PROBLEM REQUIREMENTS:
Scan the listing below for the word "photo" and state how many lines hold it. Write nothing but the number.

EXTRACTED INFORMATION:
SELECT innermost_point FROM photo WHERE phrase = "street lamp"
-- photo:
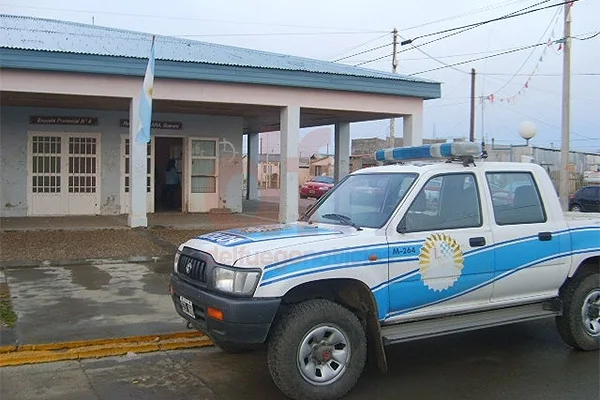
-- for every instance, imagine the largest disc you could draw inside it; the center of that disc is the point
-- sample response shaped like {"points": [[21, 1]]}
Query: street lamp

EXERCISE RESULT:
2